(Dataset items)
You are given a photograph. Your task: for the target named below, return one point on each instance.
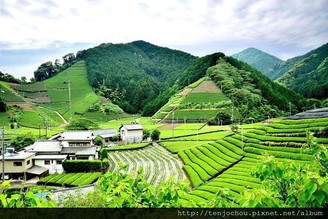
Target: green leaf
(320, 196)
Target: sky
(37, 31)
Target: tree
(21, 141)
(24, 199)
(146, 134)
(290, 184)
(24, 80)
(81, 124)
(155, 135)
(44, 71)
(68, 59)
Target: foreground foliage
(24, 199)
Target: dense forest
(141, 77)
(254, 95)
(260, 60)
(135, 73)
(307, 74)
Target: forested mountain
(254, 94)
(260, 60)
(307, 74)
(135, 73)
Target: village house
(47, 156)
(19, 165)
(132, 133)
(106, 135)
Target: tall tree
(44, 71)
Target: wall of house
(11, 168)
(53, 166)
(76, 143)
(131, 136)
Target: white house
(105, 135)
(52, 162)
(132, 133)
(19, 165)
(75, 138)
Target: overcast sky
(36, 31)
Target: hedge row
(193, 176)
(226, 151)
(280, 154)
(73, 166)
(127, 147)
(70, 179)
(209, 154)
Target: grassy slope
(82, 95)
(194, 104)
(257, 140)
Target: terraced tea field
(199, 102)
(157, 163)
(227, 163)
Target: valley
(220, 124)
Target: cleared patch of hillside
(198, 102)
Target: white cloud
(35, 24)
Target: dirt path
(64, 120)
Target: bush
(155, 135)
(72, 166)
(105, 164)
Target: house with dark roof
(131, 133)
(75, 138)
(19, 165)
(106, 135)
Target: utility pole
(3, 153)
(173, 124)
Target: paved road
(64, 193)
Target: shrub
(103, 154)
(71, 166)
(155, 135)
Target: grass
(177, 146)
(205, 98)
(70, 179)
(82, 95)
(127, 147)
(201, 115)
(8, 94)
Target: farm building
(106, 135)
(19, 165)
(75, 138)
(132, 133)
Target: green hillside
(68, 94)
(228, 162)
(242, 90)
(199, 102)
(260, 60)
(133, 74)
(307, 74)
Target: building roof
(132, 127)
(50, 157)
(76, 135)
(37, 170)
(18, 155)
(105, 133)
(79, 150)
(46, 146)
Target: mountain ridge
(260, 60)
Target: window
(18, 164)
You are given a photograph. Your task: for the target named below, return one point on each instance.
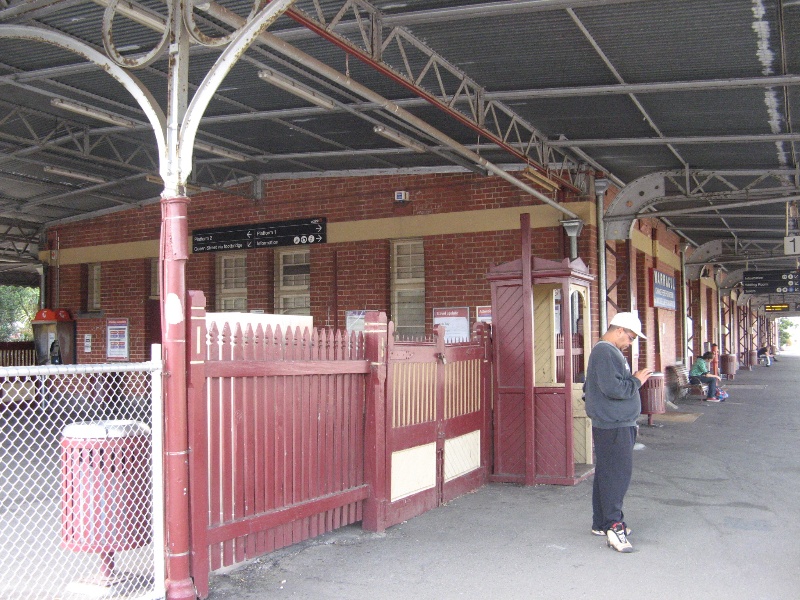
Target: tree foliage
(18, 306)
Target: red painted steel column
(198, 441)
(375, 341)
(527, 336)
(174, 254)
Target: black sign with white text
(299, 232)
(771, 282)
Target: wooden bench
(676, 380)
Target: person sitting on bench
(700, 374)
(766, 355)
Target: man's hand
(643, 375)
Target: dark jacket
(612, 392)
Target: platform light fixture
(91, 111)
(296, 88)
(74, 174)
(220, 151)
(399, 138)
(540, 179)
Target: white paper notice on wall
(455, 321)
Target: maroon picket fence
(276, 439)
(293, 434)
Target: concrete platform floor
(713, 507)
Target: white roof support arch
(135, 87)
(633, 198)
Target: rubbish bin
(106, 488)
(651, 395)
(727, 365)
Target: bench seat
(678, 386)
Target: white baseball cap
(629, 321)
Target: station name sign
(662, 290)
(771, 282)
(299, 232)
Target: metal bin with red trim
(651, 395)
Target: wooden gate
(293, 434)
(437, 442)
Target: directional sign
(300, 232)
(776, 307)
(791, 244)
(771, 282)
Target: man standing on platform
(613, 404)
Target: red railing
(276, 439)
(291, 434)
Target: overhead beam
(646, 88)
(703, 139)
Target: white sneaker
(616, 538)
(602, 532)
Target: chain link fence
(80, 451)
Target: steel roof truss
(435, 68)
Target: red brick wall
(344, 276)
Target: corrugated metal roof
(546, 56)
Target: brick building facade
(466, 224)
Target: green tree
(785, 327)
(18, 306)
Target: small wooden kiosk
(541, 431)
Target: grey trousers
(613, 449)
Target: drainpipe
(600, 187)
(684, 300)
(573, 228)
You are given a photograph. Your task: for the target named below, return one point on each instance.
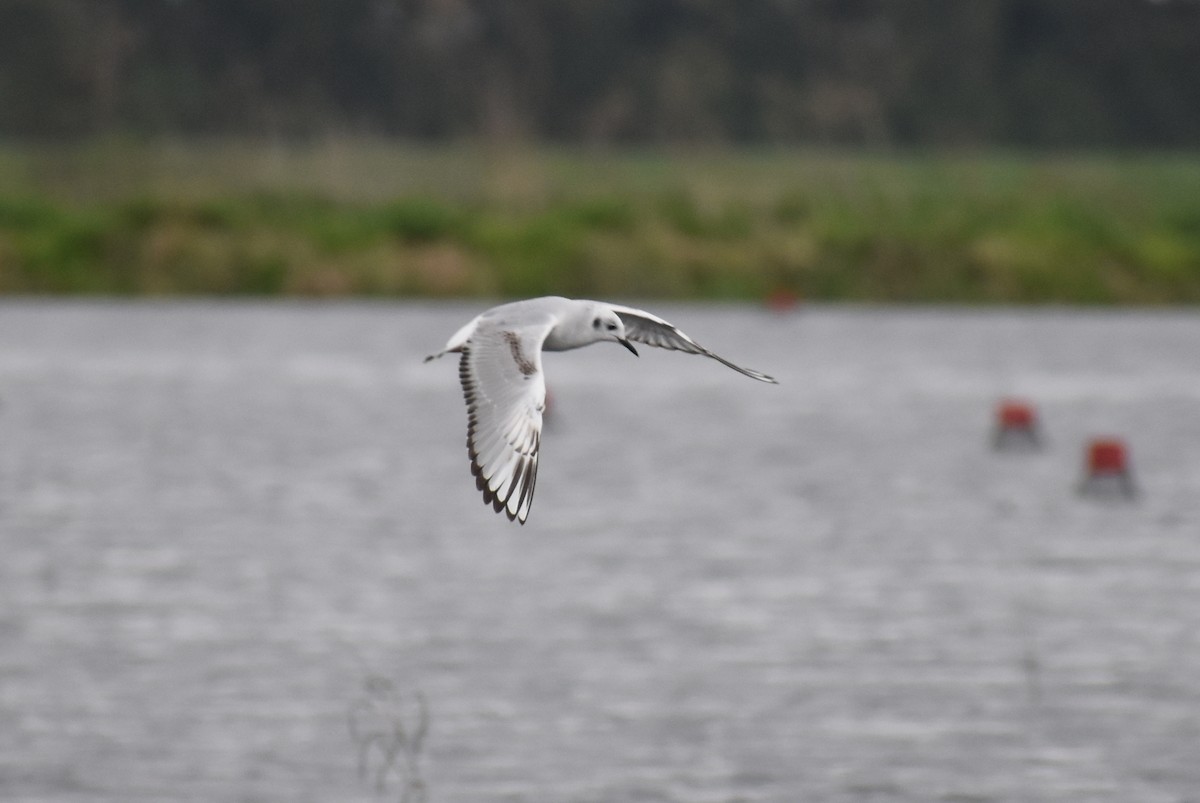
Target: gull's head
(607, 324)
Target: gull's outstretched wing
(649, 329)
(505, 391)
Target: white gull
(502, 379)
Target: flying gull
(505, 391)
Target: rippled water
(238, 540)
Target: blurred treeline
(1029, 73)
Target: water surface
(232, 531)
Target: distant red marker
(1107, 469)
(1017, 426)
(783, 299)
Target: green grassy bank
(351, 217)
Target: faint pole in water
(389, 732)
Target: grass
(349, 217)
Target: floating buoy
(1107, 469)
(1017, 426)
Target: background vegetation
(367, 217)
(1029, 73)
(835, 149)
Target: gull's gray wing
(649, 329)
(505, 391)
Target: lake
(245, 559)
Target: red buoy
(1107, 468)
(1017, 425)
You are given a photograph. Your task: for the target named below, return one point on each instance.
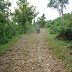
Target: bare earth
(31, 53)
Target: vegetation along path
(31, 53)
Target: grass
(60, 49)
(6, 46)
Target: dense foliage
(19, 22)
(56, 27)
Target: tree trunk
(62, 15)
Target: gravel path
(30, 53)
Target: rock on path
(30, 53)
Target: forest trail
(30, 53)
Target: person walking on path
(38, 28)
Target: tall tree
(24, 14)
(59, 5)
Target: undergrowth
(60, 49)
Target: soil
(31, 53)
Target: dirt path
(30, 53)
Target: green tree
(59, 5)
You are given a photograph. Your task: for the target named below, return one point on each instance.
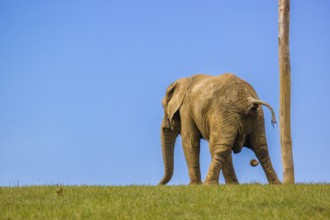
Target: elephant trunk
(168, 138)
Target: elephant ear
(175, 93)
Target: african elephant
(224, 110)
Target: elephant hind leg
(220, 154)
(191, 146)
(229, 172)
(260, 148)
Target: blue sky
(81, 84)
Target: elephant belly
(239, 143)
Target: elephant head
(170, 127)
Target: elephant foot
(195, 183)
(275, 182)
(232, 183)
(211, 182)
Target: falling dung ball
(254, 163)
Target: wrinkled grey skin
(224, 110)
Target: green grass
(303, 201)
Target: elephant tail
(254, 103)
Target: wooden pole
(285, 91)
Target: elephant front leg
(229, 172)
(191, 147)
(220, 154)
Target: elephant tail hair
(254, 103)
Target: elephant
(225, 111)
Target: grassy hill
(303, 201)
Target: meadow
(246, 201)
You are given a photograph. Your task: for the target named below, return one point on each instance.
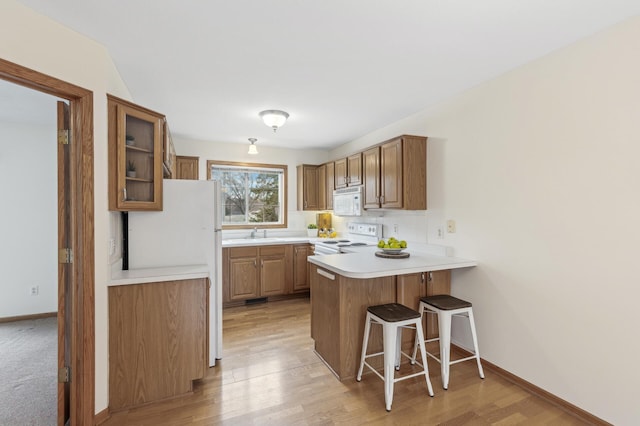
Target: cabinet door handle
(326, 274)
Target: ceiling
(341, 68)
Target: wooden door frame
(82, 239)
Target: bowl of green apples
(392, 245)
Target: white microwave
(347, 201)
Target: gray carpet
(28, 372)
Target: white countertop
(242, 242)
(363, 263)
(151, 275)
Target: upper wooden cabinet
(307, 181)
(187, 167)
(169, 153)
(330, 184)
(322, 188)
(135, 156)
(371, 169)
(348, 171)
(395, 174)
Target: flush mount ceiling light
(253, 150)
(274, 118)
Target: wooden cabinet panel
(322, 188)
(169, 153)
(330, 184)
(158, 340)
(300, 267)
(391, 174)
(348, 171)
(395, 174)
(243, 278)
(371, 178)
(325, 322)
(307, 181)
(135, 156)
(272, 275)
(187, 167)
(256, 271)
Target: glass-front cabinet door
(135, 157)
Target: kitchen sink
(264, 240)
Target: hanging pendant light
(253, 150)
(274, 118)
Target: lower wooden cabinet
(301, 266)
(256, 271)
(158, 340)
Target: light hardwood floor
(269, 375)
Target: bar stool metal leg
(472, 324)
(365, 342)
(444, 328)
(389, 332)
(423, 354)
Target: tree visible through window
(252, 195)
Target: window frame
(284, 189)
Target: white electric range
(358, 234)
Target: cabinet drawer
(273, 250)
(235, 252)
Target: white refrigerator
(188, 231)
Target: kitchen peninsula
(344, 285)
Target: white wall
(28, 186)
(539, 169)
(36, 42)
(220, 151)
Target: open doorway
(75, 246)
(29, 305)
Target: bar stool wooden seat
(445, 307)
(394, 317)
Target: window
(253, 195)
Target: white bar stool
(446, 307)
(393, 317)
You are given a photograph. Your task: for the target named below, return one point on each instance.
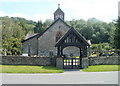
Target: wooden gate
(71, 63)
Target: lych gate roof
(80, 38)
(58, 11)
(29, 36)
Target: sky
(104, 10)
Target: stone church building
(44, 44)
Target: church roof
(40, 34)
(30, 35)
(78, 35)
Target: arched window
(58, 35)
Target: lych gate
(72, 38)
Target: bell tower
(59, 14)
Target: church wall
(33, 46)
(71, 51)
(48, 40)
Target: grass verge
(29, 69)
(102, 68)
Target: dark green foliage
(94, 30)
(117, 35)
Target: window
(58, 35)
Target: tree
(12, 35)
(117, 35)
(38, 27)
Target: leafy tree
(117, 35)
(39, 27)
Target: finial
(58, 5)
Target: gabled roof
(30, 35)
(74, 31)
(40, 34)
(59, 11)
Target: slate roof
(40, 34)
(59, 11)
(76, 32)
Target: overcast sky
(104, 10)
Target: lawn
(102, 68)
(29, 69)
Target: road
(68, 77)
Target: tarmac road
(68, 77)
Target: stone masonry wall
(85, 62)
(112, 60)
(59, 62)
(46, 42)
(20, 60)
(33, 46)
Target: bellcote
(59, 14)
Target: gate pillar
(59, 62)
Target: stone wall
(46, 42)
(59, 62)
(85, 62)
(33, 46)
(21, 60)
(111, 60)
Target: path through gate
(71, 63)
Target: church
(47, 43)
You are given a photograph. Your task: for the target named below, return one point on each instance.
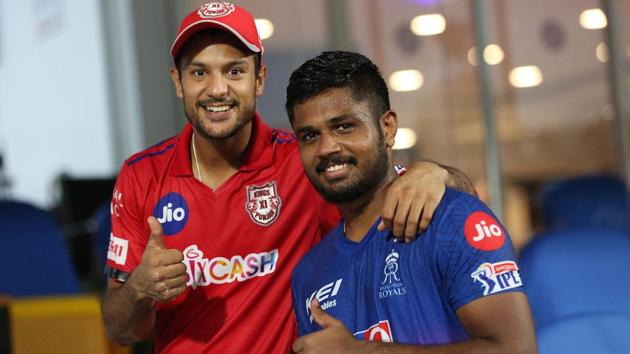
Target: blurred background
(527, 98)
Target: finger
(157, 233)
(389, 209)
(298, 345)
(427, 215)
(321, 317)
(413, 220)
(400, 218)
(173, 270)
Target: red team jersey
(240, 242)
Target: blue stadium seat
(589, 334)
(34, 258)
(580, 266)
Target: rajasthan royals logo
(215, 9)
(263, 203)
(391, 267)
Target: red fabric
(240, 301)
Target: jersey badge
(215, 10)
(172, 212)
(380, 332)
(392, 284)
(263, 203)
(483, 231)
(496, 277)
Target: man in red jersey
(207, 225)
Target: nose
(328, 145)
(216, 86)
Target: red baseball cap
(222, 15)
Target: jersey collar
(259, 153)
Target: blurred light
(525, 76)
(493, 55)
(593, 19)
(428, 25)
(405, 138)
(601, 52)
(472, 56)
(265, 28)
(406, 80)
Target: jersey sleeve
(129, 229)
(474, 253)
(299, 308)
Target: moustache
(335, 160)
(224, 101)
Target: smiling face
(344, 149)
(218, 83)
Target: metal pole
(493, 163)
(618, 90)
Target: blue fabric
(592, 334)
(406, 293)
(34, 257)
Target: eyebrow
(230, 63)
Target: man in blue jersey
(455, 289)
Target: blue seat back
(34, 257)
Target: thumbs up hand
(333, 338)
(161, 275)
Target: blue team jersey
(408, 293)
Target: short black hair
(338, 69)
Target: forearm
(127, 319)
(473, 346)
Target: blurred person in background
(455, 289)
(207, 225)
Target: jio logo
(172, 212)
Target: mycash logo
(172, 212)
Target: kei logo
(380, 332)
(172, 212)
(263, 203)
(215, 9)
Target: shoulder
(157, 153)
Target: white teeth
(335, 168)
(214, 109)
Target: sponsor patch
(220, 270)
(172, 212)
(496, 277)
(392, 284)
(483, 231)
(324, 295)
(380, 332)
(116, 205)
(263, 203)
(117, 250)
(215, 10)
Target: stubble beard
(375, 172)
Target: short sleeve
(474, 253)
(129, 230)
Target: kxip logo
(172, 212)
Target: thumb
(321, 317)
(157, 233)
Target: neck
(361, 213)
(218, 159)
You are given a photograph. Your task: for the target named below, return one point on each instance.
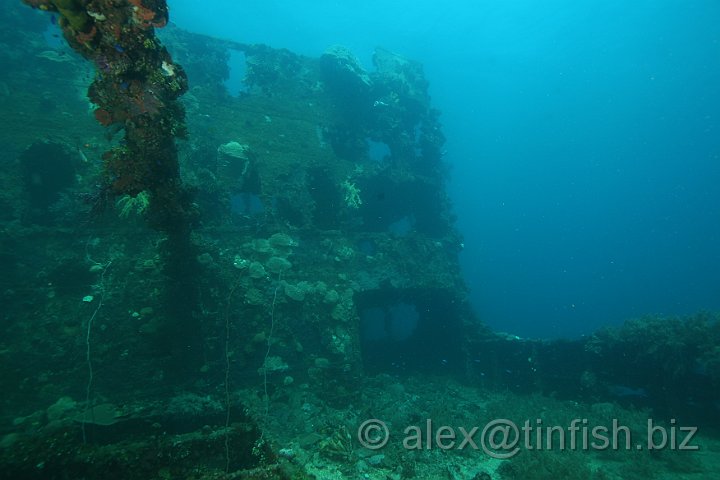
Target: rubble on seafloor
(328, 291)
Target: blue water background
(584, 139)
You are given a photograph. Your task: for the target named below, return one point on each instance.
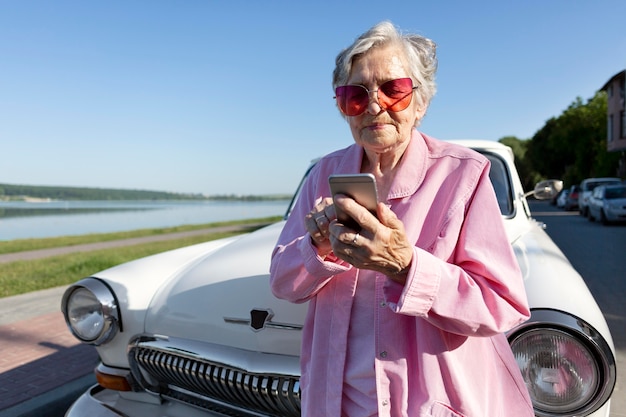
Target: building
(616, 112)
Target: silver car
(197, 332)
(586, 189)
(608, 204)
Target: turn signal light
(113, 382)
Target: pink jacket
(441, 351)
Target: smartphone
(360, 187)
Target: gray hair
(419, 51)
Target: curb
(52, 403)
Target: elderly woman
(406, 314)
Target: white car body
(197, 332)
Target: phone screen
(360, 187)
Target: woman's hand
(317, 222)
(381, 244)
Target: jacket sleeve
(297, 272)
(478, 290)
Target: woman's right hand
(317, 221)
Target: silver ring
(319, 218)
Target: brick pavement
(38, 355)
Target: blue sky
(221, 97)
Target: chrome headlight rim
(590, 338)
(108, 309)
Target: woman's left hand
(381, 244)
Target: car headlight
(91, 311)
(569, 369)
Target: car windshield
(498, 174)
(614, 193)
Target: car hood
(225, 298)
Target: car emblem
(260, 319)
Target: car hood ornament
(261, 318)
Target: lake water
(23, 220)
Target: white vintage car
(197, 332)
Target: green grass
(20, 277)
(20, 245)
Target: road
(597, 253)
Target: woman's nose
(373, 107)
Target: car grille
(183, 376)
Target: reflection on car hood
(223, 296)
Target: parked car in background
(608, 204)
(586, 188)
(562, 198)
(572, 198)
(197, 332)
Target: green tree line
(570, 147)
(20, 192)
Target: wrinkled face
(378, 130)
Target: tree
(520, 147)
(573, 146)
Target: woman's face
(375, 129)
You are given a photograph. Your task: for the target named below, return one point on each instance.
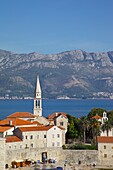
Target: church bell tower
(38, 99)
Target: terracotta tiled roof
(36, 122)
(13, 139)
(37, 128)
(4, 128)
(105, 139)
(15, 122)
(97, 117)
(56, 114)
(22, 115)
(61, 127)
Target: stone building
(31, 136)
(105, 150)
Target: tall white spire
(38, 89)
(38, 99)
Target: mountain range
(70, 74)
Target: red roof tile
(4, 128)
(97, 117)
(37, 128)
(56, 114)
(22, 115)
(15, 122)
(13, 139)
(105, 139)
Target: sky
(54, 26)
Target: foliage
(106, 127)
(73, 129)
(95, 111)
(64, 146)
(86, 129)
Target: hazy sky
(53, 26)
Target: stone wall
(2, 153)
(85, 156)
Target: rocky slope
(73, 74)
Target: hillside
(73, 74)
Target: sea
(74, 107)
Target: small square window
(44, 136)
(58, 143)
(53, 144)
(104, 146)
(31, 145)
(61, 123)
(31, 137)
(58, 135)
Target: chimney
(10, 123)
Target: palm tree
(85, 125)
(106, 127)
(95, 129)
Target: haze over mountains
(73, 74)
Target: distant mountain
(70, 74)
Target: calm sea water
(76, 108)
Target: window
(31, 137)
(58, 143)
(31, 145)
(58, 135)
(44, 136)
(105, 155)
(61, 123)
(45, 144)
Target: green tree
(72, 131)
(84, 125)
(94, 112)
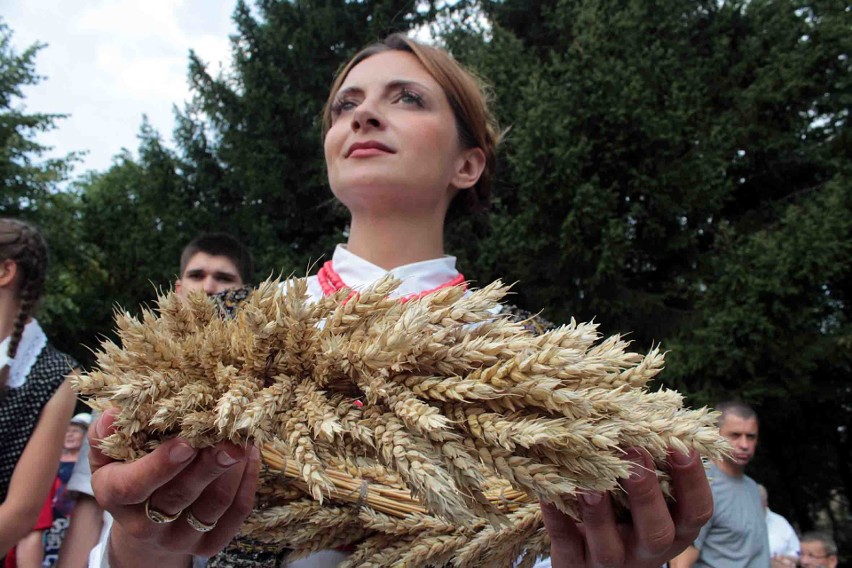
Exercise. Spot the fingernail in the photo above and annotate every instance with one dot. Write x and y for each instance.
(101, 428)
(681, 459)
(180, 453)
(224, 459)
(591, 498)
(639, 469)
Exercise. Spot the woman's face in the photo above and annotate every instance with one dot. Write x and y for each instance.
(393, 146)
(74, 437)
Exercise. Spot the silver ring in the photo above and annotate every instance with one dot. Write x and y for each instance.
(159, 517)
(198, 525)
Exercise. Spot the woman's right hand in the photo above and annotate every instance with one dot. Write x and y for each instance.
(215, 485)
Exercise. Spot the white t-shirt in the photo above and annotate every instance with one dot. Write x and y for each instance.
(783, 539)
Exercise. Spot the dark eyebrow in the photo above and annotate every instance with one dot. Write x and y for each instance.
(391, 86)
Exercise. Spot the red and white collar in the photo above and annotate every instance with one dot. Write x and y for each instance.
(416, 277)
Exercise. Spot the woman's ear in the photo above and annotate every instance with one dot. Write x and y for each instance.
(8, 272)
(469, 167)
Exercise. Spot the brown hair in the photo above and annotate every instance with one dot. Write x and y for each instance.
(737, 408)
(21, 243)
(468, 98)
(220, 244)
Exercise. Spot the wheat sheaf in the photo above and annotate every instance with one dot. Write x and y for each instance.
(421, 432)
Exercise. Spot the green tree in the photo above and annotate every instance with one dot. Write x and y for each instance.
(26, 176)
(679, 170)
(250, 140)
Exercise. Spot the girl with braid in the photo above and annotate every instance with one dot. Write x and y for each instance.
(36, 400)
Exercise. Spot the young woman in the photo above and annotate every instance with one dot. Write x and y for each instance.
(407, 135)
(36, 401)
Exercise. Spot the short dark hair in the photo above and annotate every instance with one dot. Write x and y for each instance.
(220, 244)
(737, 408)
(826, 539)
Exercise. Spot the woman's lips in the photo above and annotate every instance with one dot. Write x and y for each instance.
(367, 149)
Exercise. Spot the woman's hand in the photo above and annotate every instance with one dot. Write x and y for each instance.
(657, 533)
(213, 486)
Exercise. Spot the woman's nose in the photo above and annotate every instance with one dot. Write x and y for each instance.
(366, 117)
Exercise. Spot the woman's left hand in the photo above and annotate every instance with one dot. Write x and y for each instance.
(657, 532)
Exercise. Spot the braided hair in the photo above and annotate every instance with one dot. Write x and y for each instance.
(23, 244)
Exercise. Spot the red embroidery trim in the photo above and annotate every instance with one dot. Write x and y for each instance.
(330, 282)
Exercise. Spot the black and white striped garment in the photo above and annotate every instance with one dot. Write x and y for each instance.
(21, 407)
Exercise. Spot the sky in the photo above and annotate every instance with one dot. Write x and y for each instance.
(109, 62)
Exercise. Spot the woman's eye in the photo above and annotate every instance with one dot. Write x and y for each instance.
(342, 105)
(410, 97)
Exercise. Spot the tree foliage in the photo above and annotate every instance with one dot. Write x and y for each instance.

- _YOUR OBJECTIVE_: Each line from the one with "Exercise. Spot the woman's eye" through the end of the records above should be written out exactly. No other line should appear.

- _RESULT OF THIS EXERCISE_:
Exercise. Spot the woman's eye in the photo above and annotate every instance with one dot. Write x and y for each instance.
(342, 105)
(410, 97)
Exercise. Spot the tree foliage in the photo above and annotate every instance with one dot. Write x and y for each instance.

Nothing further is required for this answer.